Extract provided:
..............................

Barbara Neski (née Goldberg; born in 1928) is an American architect who co-founded the architectural firm Neski Associates with her husband Julian Neski in New York City.

Education 
Neski grew up in Highland Park, New Jersey. She received her undergraduate degree from Bennington College in 1949. During her third semester of her undergraduate studies she became aware of the nearby Robinson House in Williamstown, Massachusetts designed by Marcel Breuer and was inspired by what domestic architecture could be. She received her Master of Architecture from Harvard University's Graduate School of Design that was at the time directed by Walter Gropius. She finished the three-year program in two years and found being a woman in the program an “oddity.” One professor, Hugh Stubbins, did not take her seriously and during desk crits would completely “ignore [her]”. “He didn’t even look at [her] drawings.”

..............................

Data provided:
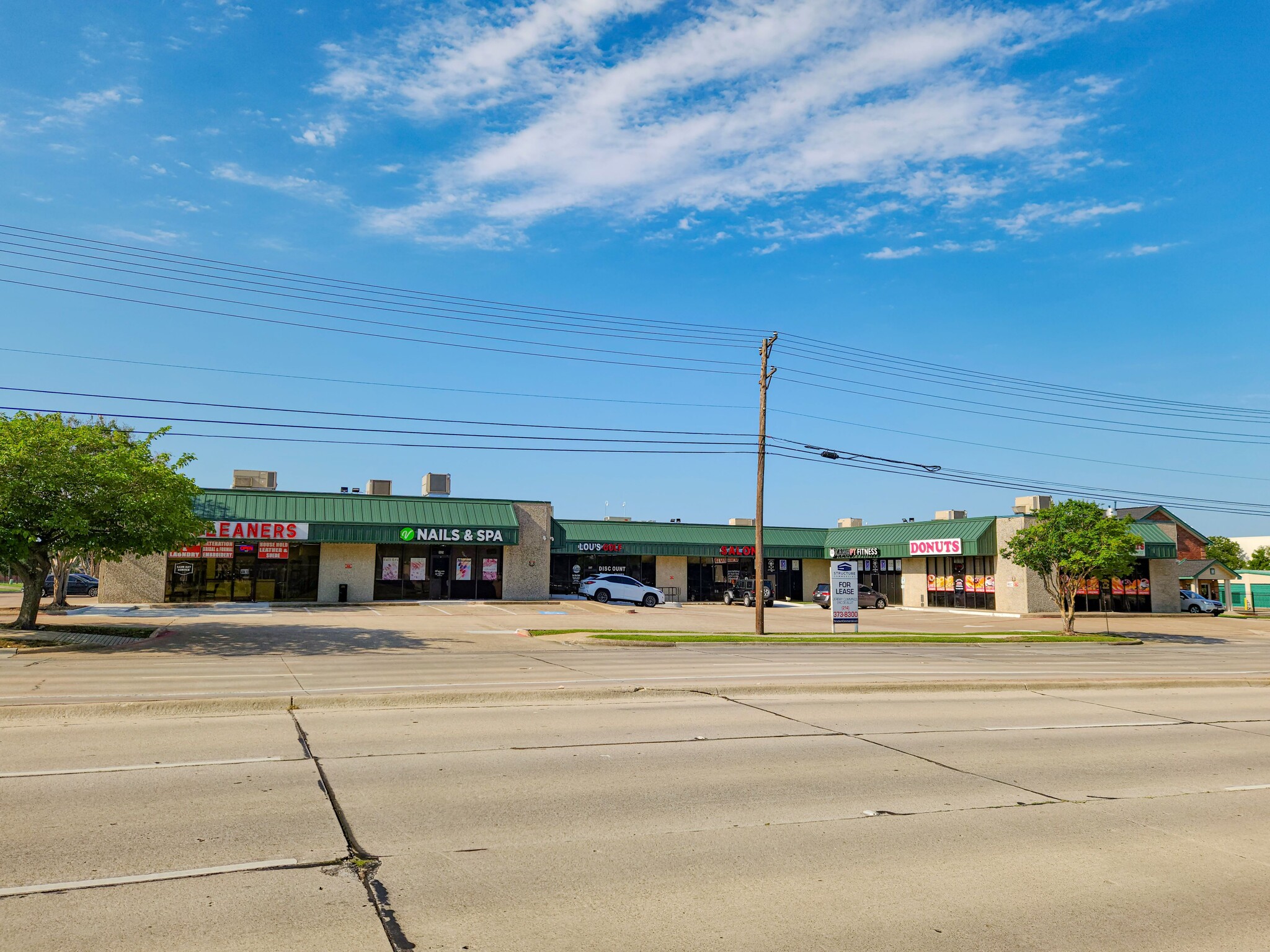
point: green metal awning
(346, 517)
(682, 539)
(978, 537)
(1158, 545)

..............................

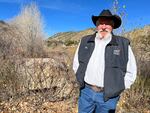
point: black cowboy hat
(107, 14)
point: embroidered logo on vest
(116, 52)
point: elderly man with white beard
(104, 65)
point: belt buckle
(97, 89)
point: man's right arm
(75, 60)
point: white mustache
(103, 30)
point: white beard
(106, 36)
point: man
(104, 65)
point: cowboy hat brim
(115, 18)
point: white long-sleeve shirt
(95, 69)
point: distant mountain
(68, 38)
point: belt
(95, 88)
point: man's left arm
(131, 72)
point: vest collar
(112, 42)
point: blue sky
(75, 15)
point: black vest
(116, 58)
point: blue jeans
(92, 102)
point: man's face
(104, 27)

..............................

Instruction:
From the Barbara Neski biography above, reproduce verbatim the stretch from "Barbara Neski (née" through "New York City.".

Result for this task:
Barbara Neski (née Goldberg; born in 1928) is an American architect who co-founded the architectural firm Neski Associates with her husband Julian Neski in New York City.